ENTRIES SUPPLIED:
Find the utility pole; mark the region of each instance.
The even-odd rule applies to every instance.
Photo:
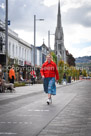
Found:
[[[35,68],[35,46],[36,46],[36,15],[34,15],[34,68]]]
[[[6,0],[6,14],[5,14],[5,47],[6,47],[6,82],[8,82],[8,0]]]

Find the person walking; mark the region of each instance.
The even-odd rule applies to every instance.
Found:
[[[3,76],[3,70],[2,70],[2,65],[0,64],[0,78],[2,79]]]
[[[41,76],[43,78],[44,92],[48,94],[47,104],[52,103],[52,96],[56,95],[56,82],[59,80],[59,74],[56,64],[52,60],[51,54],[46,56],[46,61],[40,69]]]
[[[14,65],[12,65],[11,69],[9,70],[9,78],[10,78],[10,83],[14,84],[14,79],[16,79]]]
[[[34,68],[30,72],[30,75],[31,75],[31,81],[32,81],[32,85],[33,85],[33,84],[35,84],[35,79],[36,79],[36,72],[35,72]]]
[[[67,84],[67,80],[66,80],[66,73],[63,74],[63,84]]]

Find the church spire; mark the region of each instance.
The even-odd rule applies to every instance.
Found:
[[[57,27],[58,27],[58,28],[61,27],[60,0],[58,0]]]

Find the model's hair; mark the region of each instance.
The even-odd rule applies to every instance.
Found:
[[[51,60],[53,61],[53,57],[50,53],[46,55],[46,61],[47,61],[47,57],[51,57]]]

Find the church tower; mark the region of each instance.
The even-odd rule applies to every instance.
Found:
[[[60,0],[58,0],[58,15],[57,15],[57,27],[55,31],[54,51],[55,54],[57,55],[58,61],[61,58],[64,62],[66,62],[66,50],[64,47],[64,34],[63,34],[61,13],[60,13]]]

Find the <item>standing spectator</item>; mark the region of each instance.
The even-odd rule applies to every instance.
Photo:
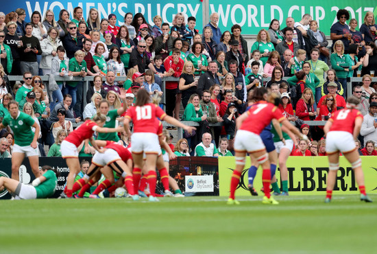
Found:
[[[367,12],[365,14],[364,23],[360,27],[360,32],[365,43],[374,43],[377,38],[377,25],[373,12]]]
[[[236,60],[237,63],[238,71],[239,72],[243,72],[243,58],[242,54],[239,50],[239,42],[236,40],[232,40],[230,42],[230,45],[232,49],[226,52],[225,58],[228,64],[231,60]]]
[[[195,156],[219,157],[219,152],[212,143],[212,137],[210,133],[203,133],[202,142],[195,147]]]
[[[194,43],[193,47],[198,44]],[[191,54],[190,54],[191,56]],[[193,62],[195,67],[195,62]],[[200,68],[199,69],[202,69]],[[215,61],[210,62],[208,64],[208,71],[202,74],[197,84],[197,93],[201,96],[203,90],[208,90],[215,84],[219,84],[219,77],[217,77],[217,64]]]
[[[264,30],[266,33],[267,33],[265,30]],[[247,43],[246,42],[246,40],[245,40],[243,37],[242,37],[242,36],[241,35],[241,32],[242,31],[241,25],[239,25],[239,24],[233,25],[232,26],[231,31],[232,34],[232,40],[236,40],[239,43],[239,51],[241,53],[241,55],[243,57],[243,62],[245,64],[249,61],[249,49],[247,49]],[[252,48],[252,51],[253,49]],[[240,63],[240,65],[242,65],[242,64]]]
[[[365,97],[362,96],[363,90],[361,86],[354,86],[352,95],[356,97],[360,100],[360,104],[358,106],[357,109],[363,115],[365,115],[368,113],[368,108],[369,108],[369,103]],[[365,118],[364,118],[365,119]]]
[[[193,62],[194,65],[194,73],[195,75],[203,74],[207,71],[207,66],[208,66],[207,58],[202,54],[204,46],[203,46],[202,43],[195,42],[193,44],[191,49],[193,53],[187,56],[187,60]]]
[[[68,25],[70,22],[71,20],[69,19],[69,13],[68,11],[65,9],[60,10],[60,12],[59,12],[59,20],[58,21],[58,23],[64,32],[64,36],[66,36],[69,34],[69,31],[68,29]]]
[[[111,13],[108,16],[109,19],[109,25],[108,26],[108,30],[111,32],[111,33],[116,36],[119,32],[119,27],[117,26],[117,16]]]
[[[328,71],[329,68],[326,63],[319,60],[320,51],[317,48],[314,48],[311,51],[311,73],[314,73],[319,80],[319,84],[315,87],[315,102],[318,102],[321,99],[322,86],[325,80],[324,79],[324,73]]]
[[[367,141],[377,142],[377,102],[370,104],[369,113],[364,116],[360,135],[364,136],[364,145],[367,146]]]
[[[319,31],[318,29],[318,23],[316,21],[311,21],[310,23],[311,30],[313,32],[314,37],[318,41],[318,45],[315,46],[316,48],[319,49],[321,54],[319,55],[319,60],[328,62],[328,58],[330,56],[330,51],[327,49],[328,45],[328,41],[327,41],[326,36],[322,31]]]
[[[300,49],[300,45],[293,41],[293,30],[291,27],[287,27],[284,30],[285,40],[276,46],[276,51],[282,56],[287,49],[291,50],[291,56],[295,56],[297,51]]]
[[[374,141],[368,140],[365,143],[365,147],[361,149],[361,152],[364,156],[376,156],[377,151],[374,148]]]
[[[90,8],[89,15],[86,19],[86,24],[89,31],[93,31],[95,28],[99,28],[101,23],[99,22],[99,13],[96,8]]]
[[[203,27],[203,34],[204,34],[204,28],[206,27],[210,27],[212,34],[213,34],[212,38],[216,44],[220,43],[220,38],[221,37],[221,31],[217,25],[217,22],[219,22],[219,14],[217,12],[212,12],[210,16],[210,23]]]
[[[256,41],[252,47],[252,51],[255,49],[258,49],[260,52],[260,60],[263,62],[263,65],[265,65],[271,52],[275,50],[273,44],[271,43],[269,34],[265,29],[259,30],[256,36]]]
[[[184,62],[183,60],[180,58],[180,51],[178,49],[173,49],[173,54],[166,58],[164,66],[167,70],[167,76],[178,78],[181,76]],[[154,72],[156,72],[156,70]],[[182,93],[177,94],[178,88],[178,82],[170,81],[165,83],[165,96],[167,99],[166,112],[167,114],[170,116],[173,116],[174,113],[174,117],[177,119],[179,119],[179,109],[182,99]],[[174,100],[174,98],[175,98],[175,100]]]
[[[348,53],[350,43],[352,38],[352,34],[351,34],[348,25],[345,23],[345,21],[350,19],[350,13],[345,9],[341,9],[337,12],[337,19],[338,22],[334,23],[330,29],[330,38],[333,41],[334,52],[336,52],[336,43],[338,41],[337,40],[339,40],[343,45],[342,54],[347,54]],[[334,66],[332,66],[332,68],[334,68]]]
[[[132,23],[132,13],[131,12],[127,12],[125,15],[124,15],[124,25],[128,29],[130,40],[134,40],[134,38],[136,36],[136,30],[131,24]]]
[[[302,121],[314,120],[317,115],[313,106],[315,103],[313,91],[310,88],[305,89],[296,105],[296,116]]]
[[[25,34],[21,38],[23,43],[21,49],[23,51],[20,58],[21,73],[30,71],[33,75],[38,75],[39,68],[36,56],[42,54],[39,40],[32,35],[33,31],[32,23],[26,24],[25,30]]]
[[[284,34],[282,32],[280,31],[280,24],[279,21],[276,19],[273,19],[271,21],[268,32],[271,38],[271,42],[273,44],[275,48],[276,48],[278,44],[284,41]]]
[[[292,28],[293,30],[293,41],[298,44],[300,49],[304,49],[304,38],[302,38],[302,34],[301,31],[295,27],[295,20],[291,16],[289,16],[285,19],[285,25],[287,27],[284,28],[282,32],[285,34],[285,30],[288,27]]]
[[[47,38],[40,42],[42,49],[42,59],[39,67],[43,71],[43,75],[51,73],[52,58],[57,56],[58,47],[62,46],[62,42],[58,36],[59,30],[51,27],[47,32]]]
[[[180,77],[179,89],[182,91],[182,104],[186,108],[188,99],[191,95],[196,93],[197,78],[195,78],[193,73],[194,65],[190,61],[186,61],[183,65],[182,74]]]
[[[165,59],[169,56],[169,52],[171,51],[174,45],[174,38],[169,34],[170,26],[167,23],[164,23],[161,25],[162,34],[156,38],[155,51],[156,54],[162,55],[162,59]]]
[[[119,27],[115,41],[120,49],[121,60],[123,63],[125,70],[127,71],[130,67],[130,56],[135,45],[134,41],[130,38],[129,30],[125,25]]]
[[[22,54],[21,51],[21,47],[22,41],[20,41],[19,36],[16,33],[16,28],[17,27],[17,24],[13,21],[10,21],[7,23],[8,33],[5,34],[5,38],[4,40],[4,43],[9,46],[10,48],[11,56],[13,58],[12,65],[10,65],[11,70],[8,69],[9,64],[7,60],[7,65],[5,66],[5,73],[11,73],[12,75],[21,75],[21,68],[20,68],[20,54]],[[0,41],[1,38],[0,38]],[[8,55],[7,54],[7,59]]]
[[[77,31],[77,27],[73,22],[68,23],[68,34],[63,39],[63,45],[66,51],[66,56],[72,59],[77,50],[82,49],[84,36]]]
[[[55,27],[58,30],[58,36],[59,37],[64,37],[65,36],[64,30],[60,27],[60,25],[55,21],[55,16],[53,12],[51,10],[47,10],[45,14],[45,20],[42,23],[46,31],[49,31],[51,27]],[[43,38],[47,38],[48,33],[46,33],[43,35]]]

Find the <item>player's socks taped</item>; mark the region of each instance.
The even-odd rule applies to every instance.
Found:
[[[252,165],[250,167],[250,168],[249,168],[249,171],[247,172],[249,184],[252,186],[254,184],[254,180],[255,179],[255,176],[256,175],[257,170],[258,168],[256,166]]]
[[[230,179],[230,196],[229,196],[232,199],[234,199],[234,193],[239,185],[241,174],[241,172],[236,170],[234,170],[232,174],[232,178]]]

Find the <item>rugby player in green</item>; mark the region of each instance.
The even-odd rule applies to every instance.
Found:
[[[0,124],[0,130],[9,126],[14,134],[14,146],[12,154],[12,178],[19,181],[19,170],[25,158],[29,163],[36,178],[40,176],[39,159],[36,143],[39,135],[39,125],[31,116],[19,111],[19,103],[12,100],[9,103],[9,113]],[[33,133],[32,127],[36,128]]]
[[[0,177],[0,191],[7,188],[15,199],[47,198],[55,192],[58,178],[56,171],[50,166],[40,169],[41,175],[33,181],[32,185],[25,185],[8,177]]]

--

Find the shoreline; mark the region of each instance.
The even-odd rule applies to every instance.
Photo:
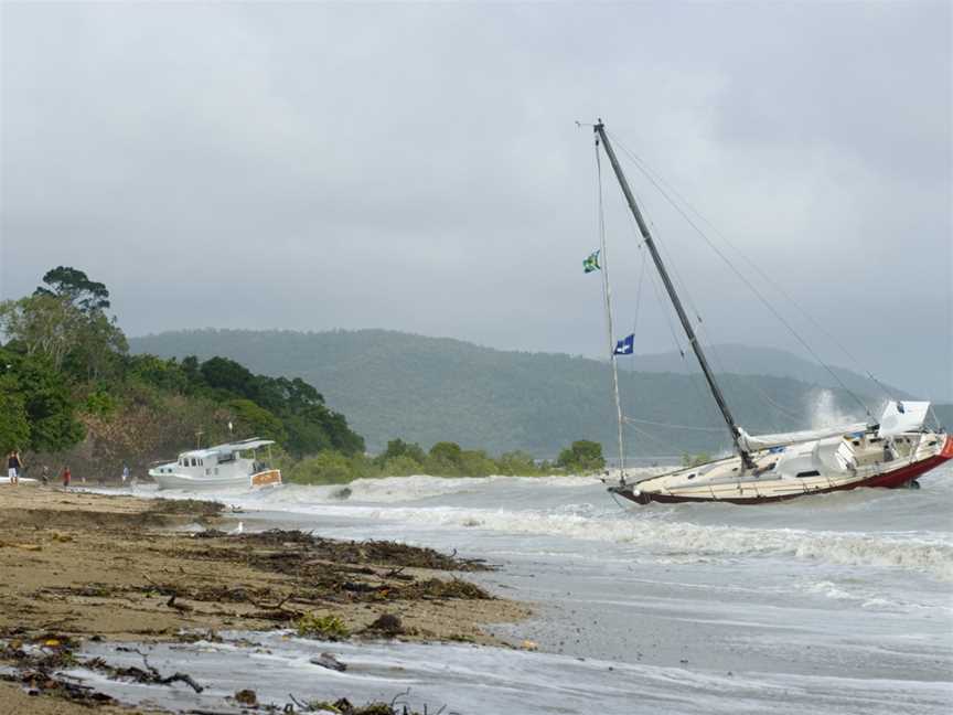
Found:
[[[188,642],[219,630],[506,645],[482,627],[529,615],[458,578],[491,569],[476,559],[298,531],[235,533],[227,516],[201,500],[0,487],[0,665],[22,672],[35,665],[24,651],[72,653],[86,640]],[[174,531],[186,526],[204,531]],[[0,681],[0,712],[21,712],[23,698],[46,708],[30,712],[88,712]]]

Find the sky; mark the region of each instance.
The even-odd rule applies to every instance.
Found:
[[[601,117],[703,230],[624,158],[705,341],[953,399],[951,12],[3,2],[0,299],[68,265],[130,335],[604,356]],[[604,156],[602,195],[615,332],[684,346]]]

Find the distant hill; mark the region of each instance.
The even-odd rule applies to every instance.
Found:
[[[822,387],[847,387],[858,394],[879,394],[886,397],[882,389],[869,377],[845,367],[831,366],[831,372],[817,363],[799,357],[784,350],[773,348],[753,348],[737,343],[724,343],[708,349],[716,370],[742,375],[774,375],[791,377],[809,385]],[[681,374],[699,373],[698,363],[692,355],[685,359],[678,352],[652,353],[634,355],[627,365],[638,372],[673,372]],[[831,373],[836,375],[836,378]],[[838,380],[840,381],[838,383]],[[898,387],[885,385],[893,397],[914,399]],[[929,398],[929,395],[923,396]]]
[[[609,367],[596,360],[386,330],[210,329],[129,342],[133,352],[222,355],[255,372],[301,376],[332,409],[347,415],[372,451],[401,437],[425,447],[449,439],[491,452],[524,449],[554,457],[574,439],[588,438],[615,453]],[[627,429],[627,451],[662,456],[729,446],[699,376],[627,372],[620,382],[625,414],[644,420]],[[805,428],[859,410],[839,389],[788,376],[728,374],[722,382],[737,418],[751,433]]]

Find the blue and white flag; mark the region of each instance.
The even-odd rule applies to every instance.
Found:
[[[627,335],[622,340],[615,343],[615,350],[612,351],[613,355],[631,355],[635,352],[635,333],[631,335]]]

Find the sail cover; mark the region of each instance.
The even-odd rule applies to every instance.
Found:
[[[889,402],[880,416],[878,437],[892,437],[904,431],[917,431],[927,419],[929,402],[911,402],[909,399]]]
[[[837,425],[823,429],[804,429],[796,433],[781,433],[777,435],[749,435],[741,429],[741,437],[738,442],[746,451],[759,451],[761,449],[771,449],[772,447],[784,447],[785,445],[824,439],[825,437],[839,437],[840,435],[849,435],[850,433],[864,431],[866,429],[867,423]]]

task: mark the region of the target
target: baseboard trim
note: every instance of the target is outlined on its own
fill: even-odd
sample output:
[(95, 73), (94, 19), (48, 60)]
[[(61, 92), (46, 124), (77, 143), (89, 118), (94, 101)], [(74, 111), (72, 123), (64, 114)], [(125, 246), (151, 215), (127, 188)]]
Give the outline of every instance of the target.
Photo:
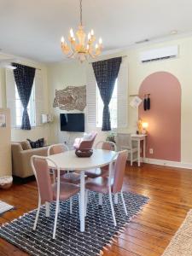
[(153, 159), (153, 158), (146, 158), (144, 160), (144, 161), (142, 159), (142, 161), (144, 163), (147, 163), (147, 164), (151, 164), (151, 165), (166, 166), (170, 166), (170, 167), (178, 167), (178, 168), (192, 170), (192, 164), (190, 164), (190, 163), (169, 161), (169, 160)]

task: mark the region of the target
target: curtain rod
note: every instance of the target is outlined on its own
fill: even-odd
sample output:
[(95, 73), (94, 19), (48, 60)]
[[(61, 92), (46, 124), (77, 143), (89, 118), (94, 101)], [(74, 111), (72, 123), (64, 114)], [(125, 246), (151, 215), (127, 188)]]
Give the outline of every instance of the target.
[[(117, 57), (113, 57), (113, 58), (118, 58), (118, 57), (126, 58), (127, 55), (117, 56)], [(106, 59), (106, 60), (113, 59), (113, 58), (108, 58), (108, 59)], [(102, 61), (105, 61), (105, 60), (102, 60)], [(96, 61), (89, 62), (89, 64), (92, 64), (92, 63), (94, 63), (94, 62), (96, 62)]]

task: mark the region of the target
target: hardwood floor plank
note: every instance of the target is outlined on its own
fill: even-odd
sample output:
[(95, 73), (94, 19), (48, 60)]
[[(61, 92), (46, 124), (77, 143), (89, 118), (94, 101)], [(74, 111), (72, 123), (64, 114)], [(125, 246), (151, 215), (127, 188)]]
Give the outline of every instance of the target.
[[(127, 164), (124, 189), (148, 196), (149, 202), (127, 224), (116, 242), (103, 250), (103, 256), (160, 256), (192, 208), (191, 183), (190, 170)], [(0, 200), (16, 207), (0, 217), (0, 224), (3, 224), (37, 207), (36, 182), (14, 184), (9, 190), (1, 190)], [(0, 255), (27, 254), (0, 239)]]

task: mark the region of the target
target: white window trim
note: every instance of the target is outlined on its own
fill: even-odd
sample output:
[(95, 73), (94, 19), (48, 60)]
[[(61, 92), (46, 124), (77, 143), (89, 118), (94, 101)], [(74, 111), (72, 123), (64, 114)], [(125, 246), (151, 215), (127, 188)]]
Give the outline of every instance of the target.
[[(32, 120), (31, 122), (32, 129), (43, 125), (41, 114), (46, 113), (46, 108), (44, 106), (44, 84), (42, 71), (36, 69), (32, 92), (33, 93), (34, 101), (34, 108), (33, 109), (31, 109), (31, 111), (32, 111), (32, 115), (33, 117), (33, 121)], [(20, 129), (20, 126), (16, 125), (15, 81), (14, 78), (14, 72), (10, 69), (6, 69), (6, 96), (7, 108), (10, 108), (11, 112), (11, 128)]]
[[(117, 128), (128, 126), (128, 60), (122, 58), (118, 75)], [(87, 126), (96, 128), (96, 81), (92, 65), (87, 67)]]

EXERCISE INSTRUCTIONS: Format the stretch from the line containing "Find the utility" through the line containing "[[[6,0],[6,14],[5,14],[5,47],[6,47],[6,82],[8,82],[8,0]]]" as a two-column CSV with the columns label_text and polygons. Give one line per row, put each field in quotation marks with its line breaks replaced by spaces, and leave the picture out.

THE ANSWER:
label_text,polygons
"Find the utility pole; mark the region of each instance. The even-odd rule applies to every instance. Photo: Found:","[[[35,68],[35,46],[36,46],[36,15],[34,15],[34,68]]] [[[6,0],[6,14],[5,14],[5,47],[6,47],[6,82],[8,82],[8,0]]]"